╭─ VORGEGEBENER TEXT
Statt dessen aber stoßen Bilder und Dinge auf optimale Empfangsbedingungen: Vor allem in den Städten ist die Umwelt der Kinder von Autos verfahren, langweilig sozial sortiert und verbaut. Die Freunde wohnen oft so weit weg, daß sich der Transport nur für den Nachmittag nicht lohnt. Also spielen viele Kinderim Durchschnitt nur noch 15 statt 30 Stunden pro Woche draußen; die Hälfte hockt jeden Tag in ihrem Zimmer. Oft allein, weil viele Eltern sich Kinder nur leisten können, wenn sie beide arbeiten – und dank einer Familienpolitik, die sich auf die Halbtagsschule und ansonsten auf Zuschüsse an die Privatfirma Vater & Mutter beschränkt. Andere Erwachsene? Auch im Dienst. „Mein Leben ist Lernen und Langeweile“, sagt Charlotte, „und manchmal lerne ich aus Langeweile.“ So eine einsame, wattig entfremdete Stimmungslage macht empfänglich für schnelle Reize. Und die Welt des Konsums ist auch die einzige, die Kinder wirklich ernst nimmt: „Eine Zielgruppe, die schon weiß, was sie will“, so anerkennend die Marktforschungsbibel „Kids VA“; sie seien „knallhart beim Überprüfen von Produktversprechen“. Auf der Strecke bleiben Spontaneität, Phantasie und Körperlichkeit.
╰─
╭─ GEZEIGTES MATERIAL
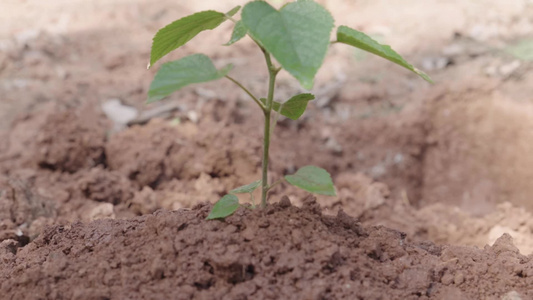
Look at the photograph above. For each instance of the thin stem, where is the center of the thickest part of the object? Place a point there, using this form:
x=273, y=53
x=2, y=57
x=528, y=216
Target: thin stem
x=272, y=72
x=276, y=183
x=257, y=101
╰─
* [ZIEL] Schreib bitte den Text über Kinder zwischen Langeweile und Konsum weiter, direkt im Anschluss an seinen letzten Satz. Das Material hat mit dem Text nichts zu tun.

* [ERGEBNIS]
Zudem verschärft der Konsum als immer wichtigerer Lebensinhalt der Kinder die ohnehin zunehmende Erfahrung sozialer Ungleichheit. „Wo jemand nicht mithalten kann, nehmen die Aggressionen zu: Der wird sich's schon holen“, sagt eine Pädagogin. Die Fotos, die Münchner Unterschichtkinder von ihrer Umgebung knipsen, dokumentieren die Bedeutung der Konsumwelt gerade für ihr Selbstbewußtsein: Löwenbräu, Marlboro, der Supermarkt und riesige glänzende Motorräder stehen, je älter die Kinder, desto mehr im Mittelpunkt ihrer Polaroids, und am liebsten lassen sie sich von einem Kumpel selbst daneben ablichten: Der Jaguar und ich. Der Jaguar bin ich. „Ich bin ein Junge, ich bin ein Auto“ – wie in der Fernsehsendung „Turbo Teen“, wo sich tatsächlich der Hauptdarsteller immer, wenn es aufregend wird, in einen roten Flitzer verwandelt. Dann ist er stark und unbesiegbar, der Tollste von allen. Und dann wird er von allen geliebt.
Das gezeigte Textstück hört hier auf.